WORK REQUIRED »
Retype all of the material below line for line, with no changes, and leave the pictures out of your answer.

RECORDS TO USE »
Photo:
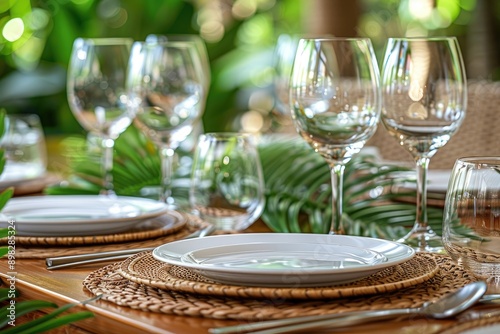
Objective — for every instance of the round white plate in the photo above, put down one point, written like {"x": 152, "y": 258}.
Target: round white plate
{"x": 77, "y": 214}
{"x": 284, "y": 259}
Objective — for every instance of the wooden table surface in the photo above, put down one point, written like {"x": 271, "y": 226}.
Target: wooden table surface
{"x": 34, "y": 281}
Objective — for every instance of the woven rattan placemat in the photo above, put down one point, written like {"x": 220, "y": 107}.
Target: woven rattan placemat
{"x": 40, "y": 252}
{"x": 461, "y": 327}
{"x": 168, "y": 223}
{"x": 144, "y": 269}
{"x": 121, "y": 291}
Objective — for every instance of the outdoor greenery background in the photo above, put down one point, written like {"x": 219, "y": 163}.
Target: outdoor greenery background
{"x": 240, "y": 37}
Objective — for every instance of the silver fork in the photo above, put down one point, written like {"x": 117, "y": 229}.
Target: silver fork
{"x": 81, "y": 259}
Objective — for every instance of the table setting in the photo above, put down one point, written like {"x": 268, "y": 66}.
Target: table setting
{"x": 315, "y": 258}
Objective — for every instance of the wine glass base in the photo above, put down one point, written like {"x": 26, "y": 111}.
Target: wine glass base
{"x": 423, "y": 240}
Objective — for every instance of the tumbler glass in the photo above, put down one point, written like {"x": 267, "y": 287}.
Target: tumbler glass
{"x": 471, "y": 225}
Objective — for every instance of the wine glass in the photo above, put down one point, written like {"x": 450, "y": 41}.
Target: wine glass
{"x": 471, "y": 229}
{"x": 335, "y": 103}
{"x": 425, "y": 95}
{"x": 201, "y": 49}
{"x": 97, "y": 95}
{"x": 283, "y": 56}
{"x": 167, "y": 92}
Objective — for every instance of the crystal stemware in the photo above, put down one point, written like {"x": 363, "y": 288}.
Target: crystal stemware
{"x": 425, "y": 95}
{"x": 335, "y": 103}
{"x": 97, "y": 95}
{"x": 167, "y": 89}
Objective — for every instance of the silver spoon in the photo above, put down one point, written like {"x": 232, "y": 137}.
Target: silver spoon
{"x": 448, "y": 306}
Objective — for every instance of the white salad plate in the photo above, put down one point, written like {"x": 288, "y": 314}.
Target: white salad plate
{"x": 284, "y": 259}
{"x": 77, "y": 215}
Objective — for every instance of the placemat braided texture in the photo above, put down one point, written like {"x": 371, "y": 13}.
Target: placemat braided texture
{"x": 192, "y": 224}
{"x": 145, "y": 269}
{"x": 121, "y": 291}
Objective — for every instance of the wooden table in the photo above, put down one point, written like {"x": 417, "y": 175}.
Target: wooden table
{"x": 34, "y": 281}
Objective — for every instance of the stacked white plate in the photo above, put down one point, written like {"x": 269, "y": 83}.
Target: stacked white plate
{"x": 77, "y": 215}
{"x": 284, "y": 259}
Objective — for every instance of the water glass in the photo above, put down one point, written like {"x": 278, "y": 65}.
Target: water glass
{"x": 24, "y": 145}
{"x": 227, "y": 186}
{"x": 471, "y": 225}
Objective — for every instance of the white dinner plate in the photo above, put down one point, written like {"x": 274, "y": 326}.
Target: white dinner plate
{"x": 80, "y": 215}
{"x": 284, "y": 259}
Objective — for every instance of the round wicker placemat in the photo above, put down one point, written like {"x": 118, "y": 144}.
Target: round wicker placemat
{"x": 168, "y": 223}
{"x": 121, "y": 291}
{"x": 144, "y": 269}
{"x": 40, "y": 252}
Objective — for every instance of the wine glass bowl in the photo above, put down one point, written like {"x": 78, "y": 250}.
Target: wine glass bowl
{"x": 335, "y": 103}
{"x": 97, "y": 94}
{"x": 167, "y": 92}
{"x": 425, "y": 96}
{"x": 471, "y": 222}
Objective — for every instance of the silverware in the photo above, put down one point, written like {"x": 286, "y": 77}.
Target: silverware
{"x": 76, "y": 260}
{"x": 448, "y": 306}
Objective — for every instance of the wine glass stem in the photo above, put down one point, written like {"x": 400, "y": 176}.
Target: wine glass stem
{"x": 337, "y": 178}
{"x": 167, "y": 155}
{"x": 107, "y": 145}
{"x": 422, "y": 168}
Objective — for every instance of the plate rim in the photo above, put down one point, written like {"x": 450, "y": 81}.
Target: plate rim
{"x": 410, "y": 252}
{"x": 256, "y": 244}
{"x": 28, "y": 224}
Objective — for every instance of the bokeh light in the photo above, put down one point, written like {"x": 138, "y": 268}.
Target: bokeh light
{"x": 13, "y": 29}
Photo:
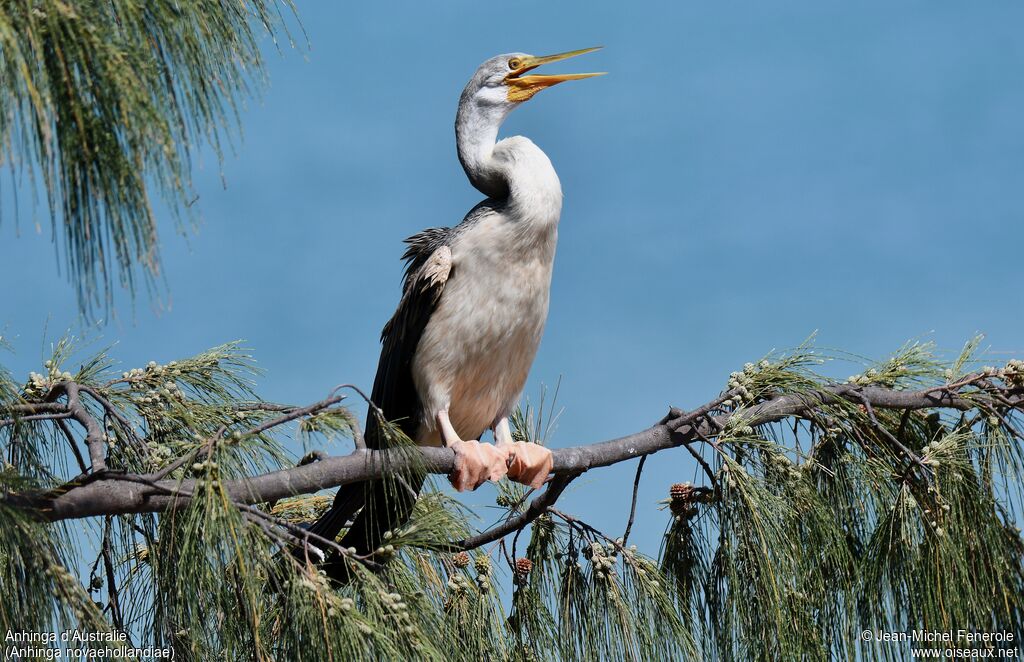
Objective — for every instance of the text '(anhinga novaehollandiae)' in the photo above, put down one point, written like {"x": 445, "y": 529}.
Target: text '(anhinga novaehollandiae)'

CORRECT OUTPUT »
Photo:
Objective — for every instance of the round white plate in the photo above, put down one point, written like {"x": 152, "y": 258}.
Target: round white plate
{"x": 77, "y": 214}
{"x": 284, "y": 259}
Objective — for every instance of the wooden table surface in the photo above, put down one point, written like {"x": 271, "y": 226}.
Target: wooden table surface
{"x": 34, "y": 281}
Objective — for every instance of the woven rattan placemat in the photo above, put down one point, written like {"x": 220, "y": 107}.
Target: woven rattan placemat
{"x": 40, "y": 252}
{"x": 461, "y": 327}
{"x": 168, "y": 223}
{"x": 144, "y": 269}
{"x": 121, "y": 291}
Objective — for every instance of the outdoor greenery background in the photo above, put down one point, written like {"x": 219, "y": 163}.
Target: outdoor greenery background
{"x": 240, "y": 37}
Objective — for every instance of the silver fork in the photo above, put down one point, written like {"x": 117, "y": 229}.
Target: silver fork
{"x": 81, "y": 259}
Objective — for every instance of the table setting in the photo above, put down one point, written like {"x": 268, "y": 66}.
Target: table setting
{"x": 315, "y": 258}
Objective — for every instance of the wine glass base in the photo above, put down one point, written like {"x": 26, "y": 111}.
Target: wine glass base
{"x": 423, "y": 240}
Objective — for every instance of the tumbler glass in the photo above, put down one point, written like {"x": 267, "y": 287}.
Target: tumbler glass
{"x": 471, "y": 225}
Objective — for every instance of the wine glass in the photo above, put down one point, written like {"x": 450, "y": 41}.
Target: wine glass
{"x": 471, "y": 229}
{"x": 335, "y": 103}
{"x": 425, "y": 95}
{"x": 201, "y": 49}
{"x": 97, "y": 95}
{"x": 283, "y": 56}
{"x": 167, "y": 92}
Objective — for every instance of the crystal stemware in the photo above, put down one point, written like {"x": 363, "y": 288}.
Target: crystal stemware
{"x": 425, "y": 95}
{"x": 335, "y": 103}
{"x": 97, "y": 95}
{"x": 167, "y": 89}
Objective — for every instance of the silver spoon in the photo above, put down one point, written like {"x": 232, "y": 137}.
Target: silver spoon
{"x": 448, "y": 306}
Objective — for every instance of the white salad plate in the photo above, put down one point, written like {"x": 288, "y": 314}.
Target: white salad plate
{"x": 284, "y": 259}
{"x": 77, "y": 215}
Objective — for every instance of the placemat braided texture in the photo above, put down one point, written like {"x": 371, "y": 13}.
Target: placemat braided texture
{"x": 192, "y": 224}
{"x": 145, "y": 269}
{"x": 121, "y": 291}
Objective — for every instance of the wooden table in the photo above, put down one point, written like {"x": 417, "y": 175}.
Target: wooden table
{"x": 34, "y": 281}
Objective — for every instance of the stacked white plate in the photo above, put down one point, written like {"x": 269, "y": 83}.
Target: stacked white plate
{"x": 77, "y": 215}
{"x": 284, "y": 259}
Objective — for every instance of the water glass in the photo above, put down one point, written like {"x": 278, "y": 65}.
Target: water glass
{"x": 24, "y": 145}
{"x": 227, "y": 186}
{"x": 471, "y": 225}
Objective — for every instance of the white dinner plate in the photo above, put down one point, written like {"x": 274, "y": 326}.
Target: white dinner plate
{"x": 80, "y": 215}
{"x": 284, "y": 259}
Objective — for every instance of the round wicker placemat in the photo above, put down one point, written like {"x": 118, "y": 144}.
Target: round wicker placemat
{"x": 168, "y": 223}
{"x": 121, "y": 291}
{"x": 144, "y": 269}
{"x": 40, "y": 252}
Objective — for every instance of the wine glass bowl in the photo above, put down one point, written like {"x": 78, "y": 250}.
Target: wine glass bowl
{"x": 335, "y": 103}
{"x": 97, "y": 94}
{"x": 167, "y": 92}
{"x": 425, "y": 96}
{"x": 471, "y": 222}
Objective — for every instance of the silverware in the photo above, put down one point, written like {"x": 286, "y": 77}.
Target: silverware
{"x": 76, "y": 260}
{"x": 448, "y": 306}
Objective — for every instance of the wine glass stem in the photo above, put down one point, written like {"x": 400, "y": 176}.
Target: wine glass stem
{"x": 337, "y": 178}
{"x": 167, "y": 155}
{"x": 107, "y": 145}
{"x": 422, "y": 168}
Objective — for every instance of the plate rim in the photo above, put down one point, written like {"x": 450, "y": 81}.
Target: plate rim
{"x": 410, "y": 252}
{"x": 256, "y": 244}
{"x": 28, "y": 224}
Objective — for every instance of the bokeh light in the photo above, put down one point, written like {"x": 138, "y": 268}.
Target: bokeh light
{"x": 13, "y": 29}
Photo:
Objective — for every instance of the text '(anhinga novaehollandiae)' in the photo above, put down one point, written like {"x": 445, "y": 529}.
Target: text '(anhinga novaehollandiae)'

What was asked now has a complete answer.